## start Document passage
Protecting our oceans: Nabbing drift net violators

CGC Munro interdicts a suspect illegal drift net vessel

The crew of the Kodiak-based Coast Guard Cutter Munro monitors the Bangun Pekasa, a stateless fishing vessel suspected of illegal large-scale high-seas drift net fishing Sept. 9, 2011. U.S. Coast Guard photo.

Renegade large-scale high-seas drift net fishing indiscriminately kills massive amounts of fish and other marine life such as whales and turtles. The practice of using enormous nets suspended for miles in open water is a significant threat to ocean ecosystems and to the food and economic security of nations relying on fishery resources.

With miles of netting deep under the water’s surface, drift net fishing is difficult for law enforcement authorities to spot. But earlier this month, the Coast Guard – in cooperation with federal and international partners – seized a fishing vessel and crew suspected of large-scale illegal high-seas drift net fishing in the North Pacific Ocean.
## end Document passage
## start Stored data
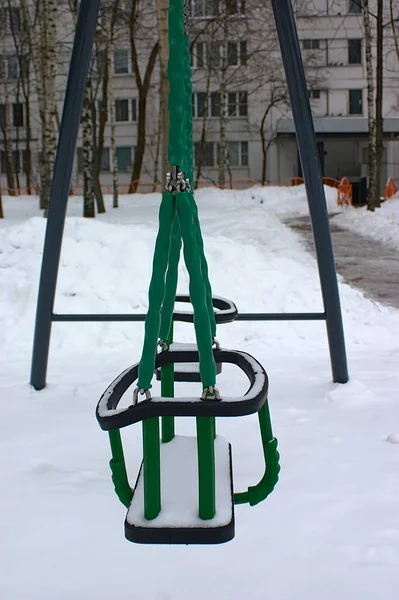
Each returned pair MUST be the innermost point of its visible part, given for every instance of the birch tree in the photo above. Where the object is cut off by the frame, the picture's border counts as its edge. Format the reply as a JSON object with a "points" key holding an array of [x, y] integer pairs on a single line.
{"points": [[162, 7], [5, 123], [40, 25], [143, 86], [373, 191]]}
## end Stored data
- Things to do
1. Using the drift net passage, decide whether each statement agrees with it. Answer yes or no, and quote the words of the passage that decide it.
(a) The Coast Guard Cutter Munro is based in Kodiak.
(b) Drift net fishing is easy for law enforcement authorities to spot.
(c) The Bangun Pekasa sailed under a national flag.
2. Extract the drift net passage's text between "CGC Munro interdicts" and "on fishery resources.", inclusive.
3. Answer these questions from the drift net passage.
(a) On what date did the Munro crew monitor the Bangun Pekasa?
(b) In which ocean was the fishing vessel seized?
(c) Besides fish, what marine life does the passage name?

- Answers given
1.
(a) Yes: "the Kodiak-based Coast Guard Cutter Munro"
(b) No: "drift net fishing is difficult for law enforcement authorities to spot"
(c) No: "a stateless fishing vessel"

2.
CGC Munro interdicts a suspect illegal drift net vessel

The crew of the Kodiak-based Coast Guard Cutter Munro monitors the Bangun Pekasa, a stateless fishing vessel suspected of illegal large-scale high-seas drift net fishing Sept. 9, 2011. U.S. Coast Guard photo.

Renegade large-scale high-seas drift net fishing indiscriminately kills massive amounts of fish and other marine life such as whales and turtles. The practice of using enormous nets suspended for miles in open water is a significant threat to ocean ecosystems and to the food and economic security of nations relying on fishery resources.

3.
(a) Sept. 9, 2011
(b) The North Pacific Ocean
(c) Whales and turtles